● What to work on: Pick out the lines in the listing below that contain the word "background" and copy them.

● Recorded data:
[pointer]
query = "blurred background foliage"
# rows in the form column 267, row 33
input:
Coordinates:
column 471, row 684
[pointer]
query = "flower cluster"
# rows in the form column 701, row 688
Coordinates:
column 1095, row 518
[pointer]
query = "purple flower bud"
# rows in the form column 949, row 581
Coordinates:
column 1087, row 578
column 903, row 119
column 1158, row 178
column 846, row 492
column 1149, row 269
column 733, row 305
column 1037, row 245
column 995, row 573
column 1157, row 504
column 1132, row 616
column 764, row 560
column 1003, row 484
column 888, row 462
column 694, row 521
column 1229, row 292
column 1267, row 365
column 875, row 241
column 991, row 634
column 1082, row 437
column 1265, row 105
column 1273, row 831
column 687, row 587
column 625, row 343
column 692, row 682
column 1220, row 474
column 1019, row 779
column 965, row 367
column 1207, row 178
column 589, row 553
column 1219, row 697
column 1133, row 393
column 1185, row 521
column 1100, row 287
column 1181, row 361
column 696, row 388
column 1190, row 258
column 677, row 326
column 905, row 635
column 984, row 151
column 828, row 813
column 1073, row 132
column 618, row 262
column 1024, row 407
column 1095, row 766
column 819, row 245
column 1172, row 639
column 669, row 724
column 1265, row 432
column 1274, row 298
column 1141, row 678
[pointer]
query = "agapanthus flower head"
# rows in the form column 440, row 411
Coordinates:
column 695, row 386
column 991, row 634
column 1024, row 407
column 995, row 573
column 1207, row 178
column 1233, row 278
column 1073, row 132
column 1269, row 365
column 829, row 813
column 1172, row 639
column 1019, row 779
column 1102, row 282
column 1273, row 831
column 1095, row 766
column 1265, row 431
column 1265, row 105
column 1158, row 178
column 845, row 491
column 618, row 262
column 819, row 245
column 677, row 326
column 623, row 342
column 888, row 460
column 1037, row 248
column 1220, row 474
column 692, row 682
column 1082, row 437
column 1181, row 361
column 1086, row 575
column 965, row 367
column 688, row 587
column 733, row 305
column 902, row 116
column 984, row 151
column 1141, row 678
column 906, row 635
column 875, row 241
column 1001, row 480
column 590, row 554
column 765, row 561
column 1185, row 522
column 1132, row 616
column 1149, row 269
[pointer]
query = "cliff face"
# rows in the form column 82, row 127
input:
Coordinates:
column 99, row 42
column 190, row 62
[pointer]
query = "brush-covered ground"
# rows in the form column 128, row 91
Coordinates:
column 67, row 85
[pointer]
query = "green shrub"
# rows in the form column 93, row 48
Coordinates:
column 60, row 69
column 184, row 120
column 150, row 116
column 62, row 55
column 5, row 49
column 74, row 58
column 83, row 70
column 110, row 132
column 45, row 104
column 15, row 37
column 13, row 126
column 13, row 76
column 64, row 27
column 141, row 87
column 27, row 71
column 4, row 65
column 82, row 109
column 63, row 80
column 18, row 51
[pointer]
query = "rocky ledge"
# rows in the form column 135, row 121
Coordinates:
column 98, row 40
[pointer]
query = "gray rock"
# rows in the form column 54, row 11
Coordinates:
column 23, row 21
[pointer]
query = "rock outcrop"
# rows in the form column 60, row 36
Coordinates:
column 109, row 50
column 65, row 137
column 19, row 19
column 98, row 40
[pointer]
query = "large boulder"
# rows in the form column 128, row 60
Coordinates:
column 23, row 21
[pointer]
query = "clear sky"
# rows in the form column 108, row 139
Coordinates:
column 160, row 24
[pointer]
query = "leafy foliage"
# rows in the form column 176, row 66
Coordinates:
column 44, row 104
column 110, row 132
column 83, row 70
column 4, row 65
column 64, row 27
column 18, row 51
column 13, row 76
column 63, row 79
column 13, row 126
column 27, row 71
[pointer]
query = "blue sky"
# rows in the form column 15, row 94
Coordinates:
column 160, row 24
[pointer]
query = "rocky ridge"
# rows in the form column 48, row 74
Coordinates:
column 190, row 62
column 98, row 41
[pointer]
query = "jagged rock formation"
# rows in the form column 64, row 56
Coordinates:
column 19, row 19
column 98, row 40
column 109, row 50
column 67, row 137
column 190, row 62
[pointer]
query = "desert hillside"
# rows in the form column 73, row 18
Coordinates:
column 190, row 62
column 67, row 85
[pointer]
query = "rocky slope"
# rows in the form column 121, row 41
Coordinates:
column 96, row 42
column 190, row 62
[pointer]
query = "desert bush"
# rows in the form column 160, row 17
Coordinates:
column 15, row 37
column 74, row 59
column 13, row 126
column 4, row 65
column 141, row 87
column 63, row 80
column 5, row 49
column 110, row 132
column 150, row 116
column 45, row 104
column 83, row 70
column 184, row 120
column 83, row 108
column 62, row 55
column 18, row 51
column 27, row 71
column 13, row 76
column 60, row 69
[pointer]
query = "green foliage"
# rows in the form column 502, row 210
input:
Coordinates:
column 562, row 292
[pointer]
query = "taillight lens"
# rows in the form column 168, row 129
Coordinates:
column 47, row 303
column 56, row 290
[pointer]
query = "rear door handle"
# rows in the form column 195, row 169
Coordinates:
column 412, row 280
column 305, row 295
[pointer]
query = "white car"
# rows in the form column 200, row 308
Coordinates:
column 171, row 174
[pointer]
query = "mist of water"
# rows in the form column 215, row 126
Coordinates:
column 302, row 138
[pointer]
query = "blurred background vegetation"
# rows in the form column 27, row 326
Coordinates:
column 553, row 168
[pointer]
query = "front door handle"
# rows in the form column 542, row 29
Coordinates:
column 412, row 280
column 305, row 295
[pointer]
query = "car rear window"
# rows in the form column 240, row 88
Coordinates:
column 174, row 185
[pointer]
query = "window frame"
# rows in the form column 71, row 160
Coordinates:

● Exercise solution:
query = "blurred background foliage"
query = "blurred background vegetation"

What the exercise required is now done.